**Objective**.
Copy out the lines from the one containing "Where can you find the white umbrella?" through the one containing "<point>456,488</point>", inclusive, keeping the requests as they are. Shift every coordinate in the answer points up by 19, and leave the sample points in the requests unchanged.
━━━━━━━━━━━━━━━━━━━━━━━━━━━━━━
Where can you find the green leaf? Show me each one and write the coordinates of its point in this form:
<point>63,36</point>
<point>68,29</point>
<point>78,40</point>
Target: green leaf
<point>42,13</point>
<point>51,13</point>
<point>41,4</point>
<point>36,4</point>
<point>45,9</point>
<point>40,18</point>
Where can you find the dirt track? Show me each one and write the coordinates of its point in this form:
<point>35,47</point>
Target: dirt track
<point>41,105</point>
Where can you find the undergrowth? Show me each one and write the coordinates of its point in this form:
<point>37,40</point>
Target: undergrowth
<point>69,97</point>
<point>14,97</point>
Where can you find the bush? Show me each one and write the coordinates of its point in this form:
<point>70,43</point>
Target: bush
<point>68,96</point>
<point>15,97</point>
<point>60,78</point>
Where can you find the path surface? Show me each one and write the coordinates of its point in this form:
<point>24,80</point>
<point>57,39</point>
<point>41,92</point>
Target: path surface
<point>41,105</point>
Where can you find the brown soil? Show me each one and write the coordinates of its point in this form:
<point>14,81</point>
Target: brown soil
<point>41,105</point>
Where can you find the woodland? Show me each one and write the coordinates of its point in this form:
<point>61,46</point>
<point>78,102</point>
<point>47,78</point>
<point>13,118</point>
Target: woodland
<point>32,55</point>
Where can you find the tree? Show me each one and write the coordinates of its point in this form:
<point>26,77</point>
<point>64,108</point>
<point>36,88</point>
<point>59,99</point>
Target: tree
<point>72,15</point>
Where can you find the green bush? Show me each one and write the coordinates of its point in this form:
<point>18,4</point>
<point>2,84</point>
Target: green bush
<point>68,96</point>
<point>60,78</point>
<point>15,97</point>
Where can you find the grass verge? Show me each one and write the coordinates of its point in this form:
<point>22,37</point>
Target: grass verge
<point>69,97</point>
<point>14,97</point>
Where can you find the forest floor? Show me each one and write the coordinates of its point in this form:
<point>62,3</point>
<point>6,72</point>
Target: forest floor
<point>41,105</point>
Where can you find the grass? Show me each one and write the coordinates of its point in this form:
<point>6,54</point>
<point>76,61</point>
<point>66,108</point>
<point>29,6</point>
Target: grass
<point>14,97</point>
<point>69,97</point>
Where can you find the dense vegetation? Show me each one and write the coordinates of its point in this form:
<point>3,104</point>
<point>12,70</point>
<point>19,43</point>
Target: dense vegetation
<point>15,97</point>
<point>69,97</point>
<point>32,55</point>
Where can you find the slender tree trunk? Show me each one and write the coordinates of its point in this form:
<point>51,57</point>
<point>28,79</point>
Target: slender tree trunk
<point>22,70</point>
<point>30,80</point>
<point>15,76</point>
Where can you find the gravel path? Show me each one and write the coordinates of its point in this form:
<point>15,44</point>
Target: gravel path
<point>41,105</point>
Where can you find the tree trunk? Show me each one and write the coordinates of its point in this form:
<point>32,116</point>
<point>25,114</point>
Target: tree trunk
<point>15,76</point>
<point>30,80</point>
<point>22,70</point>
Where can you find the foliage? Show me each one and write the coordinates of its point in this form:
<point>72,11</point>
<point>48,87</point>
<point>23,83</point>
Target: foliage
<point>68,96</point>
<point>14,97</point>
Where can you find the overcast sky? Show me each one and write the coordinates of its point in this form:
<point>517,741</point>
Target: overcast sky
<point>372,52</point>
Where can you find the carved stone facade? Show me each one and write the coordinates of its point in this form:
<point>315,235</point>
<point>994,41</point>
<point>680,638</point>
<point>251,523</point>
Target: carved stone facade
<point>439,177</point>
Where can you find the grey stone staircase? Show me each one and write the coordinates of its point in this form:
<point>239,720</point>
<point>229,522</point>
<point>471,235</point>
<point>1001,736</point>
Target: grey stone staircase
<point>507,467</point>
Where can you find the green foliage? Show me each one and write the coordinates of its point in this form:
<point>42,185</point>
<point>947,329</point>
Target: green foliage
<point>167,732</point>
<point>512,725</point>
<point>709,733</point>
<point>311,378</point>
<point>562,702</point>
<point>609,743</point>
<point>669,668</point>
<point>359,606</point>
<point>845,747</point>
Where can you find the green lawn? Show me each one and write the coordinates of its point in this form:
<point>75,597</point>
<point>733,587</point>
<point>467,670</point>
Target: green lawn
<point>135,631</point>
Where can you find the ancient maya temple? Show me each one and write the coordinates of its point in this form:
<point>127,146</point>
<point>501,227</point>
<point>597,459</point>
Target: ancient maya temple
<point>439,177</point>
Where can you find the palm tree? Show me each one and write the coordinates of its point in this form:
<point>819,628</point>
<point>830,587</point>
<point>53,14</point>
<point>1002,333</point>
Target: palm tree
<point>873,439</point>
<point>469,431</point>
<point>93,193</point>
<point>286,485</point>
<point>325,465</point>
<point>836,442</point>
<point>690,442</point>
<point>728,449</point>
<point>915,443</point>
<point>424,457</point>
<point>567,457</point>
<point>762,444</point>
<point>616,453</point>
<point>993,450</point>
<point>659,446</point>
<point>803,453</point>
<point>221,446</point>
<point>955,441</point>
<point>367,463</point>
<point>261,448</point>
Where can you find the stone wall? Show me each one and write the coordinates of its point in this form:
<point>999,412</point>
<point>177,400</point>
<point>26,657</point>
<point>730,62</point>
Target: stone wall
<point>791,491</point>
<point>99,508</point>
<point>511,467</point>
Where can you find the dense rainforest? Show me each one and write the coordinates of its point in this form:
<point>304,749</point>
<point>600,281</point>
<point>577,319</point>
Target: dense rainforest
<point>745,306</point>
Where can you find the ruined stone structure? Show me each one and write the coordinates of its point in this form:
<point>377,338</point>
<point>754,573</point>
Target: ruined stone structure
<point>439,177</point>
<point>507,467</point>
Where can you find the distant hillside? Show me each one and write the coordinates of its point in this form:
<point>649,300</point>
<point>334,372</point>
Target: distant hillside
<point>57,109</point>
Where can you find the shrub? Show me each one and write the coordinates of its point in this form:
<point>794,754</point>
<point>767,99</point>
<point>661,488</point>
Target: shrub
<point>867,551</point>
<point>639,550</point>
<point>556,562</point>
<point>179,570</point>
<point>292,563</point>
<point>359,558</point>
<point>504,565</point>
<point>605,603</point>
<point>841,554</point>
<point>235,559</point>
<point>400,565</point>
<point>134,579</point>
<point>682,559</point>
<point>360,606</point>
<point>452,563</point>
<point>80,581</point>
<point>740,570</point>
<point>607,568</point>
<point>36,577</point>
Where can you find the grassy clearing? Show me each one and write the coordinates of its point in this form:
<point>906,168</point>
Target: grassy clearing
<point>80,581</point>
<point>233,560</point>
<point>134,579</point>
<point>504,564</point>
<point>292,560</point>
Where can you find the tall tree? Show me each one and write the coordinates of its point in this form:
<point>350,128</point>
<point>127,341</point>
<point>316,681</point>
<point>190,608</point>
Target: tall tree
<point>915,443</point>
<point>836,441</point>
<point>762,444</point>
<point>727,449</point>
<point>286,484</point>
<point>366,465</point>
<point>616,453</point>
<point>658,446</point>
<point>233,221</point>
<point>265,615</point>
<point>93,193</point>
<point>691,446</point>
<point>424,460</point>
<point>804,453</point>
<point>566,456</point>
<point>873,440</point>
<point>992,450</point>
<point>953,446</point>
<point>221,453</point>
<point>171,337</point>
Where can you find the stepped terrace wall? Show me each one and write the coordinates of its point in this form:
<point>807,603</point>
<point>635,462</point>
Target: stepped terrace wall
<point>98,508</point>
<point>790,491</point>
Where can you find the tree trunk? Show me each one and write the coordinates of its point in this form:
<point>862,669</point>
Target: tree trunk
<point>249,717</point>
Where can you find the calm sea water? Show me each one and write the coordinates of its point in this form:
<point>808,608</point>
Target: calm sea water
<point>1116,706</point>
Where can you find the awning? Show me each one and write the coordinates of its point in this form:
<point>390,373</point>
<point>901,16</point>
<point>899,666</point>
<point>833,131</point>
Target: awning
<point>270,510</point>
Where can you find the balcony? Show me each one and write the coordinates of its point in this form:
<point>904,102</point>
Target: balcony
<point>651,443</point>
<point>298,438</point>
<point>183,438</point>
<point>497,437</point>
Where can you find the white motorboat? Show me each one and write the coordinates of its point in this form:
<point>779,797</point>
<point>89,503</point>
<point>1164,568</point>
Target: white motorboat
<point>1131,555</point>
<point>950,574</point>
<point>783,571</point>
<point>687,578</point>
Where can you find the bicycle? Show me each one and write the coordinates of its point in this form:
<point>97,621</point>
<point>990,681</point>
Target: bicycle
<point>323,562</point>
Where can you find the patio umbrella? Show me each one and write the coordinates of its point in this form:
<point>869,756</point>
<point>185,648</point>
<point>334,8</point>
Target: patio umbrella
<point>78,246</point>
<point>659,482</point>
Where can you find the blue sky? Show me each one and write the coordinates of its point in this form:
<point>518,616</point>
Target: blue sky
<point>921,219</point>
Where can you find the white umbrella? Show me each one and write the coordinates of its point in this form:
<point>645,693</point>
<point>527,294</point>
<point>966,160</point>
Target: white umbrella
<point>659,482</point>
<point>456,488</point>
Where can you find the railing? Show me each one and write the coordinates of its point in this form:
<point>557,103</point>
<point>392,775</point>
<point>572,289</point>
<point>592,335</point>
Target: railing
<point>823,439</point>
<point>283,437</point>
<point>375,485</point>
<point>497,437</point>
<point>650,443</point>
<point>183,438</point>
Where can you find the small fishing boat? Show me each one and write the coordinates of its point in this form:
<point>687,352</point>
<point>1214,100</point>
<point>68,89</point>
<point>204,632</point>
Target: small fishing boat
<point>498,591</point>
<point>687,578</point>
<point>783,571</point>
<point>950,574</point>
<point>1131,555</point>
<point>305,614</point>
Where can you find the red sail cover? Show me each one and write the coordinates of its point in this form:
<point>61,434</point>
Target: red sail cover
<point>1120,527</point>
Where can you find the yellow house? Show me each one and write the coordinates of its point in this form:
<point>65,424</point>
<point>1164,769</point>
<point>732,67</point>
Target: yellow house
━━━━━━━━━━━━━━━━━━━━━━━━━━━━━━
**Solution to the problem**.
Where can you find the white umbrella? Show me each one and write the coordinates of its point in this form:
<point>645,693</point>
<point>527,294</point>
<point>966,160</point>
Target: white umbrella
<point>678,501</point>
<point>475,507</point>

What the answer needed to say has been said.